*** Opening of AVAILABLE DATA ***

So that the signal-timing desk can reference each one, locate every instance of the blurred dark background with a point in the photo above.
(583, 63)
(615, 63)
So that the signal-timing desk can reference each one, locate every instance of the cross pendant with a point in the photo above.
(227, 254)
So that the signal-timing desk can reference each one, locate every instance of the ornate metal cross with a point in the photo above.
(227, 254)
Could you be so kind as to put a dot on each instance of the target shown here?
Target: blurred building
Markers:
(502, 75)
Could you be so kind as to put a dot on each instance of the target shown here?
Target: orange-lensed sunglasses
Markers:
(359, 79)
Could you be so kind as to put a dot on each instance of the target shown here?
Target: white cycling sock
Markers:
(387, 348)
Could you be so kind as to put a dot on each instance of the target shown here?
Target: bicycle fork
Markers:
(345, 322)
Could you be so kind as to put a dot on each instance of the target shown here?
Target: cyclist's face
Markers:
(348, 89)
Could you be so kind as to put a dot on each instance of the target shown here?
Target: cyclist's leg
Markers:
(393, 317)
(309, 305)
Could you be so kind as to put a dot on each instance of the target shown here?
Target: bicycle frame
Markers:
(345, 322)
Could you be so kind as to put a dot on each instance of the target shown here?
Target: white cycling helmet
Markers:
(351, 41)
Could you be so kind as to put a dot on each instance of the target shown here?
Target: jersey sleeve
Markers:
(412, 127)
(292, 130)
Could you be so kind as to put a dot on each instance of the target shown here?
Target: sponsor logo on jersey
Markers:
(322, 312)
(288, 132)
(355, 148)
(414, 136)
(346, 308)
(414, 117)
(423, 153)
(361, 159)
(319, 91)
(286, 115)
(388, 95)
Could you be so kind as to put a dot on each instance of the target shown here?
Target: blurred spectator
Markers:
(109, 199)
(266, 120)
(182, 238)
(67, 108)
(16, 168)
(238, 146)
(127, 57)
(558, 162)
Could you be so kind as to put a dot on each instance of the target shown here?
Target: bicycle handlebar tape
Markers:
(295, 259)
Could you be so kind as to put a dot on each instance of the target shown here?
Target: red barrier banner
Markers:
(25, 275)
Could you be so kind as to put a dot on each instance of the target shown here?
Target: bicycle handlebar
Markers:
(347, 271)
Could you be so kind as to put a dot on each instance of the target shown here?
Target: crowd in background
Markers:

*** Close of AVAILABLE DATA ***

■ WHAT THIS TASK INVOLVES ■
The task calls for all lines in the entries that hold "bicycle".

■ SOLUTION TO THIS TASK ■
Target: bicycle fork
Target: bicycle frame
Target: bicycle handlebar tape
Target: bicycle handlebar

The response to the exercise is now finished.